Study questions:
1. According to the Nakasendo Way post, what did Shogun Ieyasu require all the great lords to do after he took power in 1603?
2. Summarize the Nakasendo Way post in two sentences.

Text section:
▬▬▬▬▬▬▬▬▬▬
Shogun Ieyasu was a canny chap. When he became Shogun in 1603 he forced all the great lords to spend every second year with him in Edo, or Tokyo as it is now. This meant that they spent huge amounts of time and money travelling with their vast retinues along the road between Kyoto and Edo, and consequently had no time or money to be plotting to overthrow the shogun and take his place.
It also means that this ancient route, called the Nakasendo Way, has a series of picturesque old post-towns which used to provide accommodation and food to these travellers. There are walking trails – often with the original shogun-initiated paving stones still in place –
– and we decided to walk between two of the prettiest towns in the Kiso Valley, not far from Nagoya.
After a stroll through the first town, Magome, which has lovely views and lots of cute houses –
– we started walking through the woods. And, as they say, If you go down to the woods today …
… you’d better ring that bell hard.
And just in case that wasn’t clear enough –
– there are added visuals to reinforce the message.
There’s a bell every few hundred metres, so we rang them all very hard and I kept a firm grip on the emergency whistle attached to my backpack. But fortunately no heroics were needed and we had a bear-free day.
▬▬▬▬▬▬▬▬▬▬
Data below:
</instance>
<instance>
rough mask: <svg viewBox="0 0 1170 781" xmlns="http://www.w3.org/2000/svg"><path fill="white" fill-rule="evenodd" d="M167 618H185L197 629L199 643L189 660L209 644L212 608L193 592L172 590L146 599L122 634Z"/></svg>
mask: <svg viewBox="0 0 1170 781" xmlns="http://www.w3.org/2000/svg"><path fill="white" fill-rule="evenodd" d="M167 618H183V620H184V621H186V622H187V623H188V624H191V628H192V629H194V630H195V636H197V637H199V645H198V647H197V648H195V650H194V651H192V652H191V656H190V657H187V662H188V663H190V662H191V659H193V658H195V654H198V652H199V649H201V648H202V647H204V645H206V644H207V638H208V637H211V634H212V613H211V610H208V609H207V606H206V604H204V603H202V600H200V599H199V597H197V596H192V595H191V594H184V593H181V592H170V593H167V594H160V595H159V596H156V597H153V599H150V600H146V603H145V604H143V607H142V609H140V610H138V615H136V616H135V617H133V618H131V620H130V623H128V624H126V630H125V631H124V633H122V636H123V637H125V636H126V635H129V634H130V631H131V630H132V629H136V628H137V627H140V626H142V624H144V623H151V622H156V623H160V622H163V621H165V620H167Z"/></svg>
▬▬▬▬▬▬▬▬▬▬
Task solutions:
1. Spend every second year with him in Edo, now Tokyo.

2. Shogun Ieyasu's rule that lords spend every second year in Edo sent them traveling the Nakasendo Way, which left it with picturesque old post-towns and walking trails that sometimes still have the original paving stones. The writers walked from Magome through the woods of the Kiso Valley, ringing the bear bells placed every few hundred meters, and saw no bears.